Do these statements agree with the thread on GFCI breakers for a 240V table saw? Answer yes or no for each and quote the words from the thread that decide it. 1. The GFCI breakers on the shop compressor lasted about three months before failing. 2. ras61 says the GFCI breaker costs $50. 3. Under the 2014 code, pool motor circuits need GFCI only if they are 15 or 20 amps.

**DOCUMENT SECTION**
━━━━

# Anyone Using a GFCI With their 240V Table Saw?



## ras61 (Mar 27, 2014)

Hi - I'm planning to run a 240 line for a table saw, and was thinking a GFCI circuit breaker would be a good idea. In researching this, I've seen hints that at start-up the 240 motor might cause a voltage imbalance and trip the GFCI breaker. Before going to the expense of adding one of these breakers, I was hoping for some real life feedback from anyone who's also done this. Thanks for the help.

Russ

PS This is a spin off from another topic that I thought deserved it's own thread.


----------



## bigblockyeti (Sep 9, 2013)

Not with a tablesaw, but we did have a 240V circuit in one part of the shop where I worked for the old compressor and it was equipped with a GFCI breaker. This was done in part to the condensate puddle that could accumulate if someone didn't properly hook up the hose when draining the compressor. I think you may be right on the voltage imbalance issue as this was a 5hp motor spinning up a compressor with a large flywheel and did so much slower than a tablesaw spins up to full speed. The breakers (2) only lasted about three months before failure. After going through two of them we reverted back to the original non-GFCI setup and fixed the root problem with a properly plumbed automatic condensate drain.


----------



## oldnovice (Mar 7, 2009)

I have a 2 pole GFCI on my 220 VAC, 30A, line for over a year and, knock on wood, have had no problems.
Code required the GFCI as the outlet was in my garage.


----------



## teejk (Jan 19, 2011)

I would never use a GFCI on anything that doesn't pose the risk they were designed to protect against. That is generally limited to anything where liquid is possible (code says outside, garage, kitchen, laundry, bath, sump pump and I guess 1 near the panel). If you don't have danger of moisture near your saw, keep it simple. I've had to replace a few of those outlets after only a couple of years because they failed.


----------



## ras61 (Mar 27, 2014)

Teejk - the reason I'm considering a GFCI is because the saw will be in a detached garage where there is a utility sink, the possibility of rain getting in if the doors are open, or just people walking in from outside with wet shoes. The GFCI breaker is $70, a small price for peace of mind, but a waste of money if it won't work with the saw motor.

Oldnovice - not sure of code rules where you live, but here a garage outlet only needs to be protected if it's 120V, 240V is still exempt (don't ask me why). As electrical codes only become more conservative over time, I'd bet money that 240V lines will also require GFCI protection sooner rather than later. As I understand it, a new code book comes out every 3 years, and I think we're due for a new one in 2014, so it will be interesting to see if things change.

Also, what kind of saw and motor are you running on that 30amp GFCI breaker? Thanks.


----------



## TopamaxSurvivor (May 2, 2008)

ras61, New code comes out this year 2014 edition, you are correct. I have always wondered why for lots of things in the code. For instance, if you have a 15 or 20 amp pool motor circuit, 120 or 240 volts, it required GFCI, but if the circuit was 30 amp of higher, it did not require GFCI. For 2014 they have changed that, now all of them require it regardless of the circuit amperage and voltage. I would imagine they will eventually require GFCI for 240 volt circuits in garages and out buildings.

━━━━

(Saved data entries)
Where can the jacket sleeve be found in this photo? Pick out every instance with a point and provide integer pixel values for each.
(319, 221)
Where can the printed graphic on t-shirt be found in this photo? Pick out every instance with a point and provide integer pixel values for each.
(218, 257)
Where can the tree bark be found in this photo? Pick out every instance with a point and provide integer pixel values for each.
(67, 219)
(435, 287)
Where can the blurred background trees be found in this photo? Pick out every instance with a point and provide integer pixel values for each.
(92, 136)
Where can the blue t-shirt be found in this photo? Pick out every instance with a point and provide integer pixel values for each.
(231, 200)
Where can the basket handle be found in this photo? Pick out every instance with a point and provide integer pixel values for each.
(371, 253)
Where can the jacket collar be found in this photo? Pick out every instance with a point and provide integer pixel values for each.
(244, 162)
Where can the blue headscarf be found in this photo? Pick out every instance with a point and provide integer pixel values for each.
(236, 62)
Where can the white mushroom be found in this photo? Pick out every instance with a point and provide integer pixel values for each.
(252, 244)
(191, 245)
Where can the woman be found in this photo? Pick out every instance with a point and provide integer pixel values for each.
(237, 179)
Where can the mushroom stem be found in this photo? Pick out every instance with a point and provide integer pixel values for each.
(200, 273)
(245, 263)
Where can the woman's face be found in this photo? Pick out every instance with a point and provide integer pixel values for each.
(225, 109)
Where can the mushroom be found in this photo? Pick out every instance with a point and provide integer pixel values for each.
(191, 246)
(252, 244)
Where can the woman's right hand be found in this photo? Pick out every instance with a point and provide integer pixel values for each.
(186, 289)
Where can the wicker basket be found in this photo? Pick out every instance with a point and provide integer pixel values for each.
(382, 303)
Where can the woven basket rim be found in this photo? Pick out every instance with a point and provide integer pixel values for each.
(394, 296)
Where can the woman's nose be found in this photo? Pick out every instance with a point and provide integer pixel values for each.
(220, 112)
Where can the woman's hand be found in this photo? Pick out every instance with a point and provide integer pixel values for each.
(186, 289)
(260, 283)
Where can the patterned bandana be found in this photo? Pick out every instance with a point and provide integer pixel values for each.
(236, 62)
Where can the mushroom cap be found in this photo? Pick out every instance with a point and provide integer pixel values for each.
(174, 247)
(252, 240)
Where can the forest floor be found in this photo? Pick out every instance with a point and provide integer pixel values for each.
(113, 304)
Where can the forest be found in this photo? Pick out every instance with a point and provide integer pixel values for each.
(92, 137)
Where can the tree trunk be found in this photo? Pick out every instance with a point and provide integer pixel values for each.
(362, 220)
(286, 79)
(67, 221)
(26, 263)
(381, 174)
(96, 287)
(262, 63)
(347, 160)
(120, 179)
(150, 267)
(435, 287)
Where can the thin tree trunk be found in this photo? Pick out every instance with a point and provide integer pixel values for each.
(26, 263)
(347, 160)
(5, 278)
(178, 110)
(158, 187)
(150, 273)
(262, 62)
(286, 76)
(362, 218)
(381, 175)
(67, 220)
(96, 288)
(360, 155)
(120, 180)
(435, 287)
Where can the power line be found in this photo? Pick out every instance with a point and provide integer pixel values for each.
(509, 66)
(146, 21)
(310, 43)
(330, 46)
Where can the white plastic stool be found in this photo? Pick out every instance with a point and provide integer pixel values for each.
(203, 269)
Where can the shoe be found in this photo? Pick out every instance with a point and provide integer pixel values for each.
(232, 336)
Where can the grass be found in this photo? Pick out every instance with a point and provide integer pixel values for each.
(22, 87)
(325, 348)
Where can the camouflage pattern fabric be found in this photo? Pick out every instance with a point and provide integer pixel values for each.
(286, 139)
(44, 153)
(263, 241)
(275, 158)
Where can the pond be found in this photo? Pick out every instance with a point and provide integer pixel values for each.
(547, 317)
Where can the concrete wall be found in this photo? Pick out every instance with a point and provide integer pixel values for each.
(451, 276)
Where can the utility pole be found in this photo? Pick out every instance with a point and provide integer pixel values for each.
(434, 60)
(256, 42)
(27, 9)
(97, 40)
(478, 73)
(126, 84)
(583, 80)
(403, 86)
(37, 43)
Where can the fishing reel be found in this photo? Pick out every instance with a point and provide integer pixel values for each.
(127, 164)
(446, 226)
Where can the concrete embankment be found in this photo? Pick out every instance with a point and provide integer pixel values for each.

━━━━

**COMPLETED EXERCISE**
1. Yes: "The breakers (2) only lasted about three months before failure."
2. No: "The GFCI breaker is $70"
3. No: "now all of them require it regardless of the circuit amperage and voltage."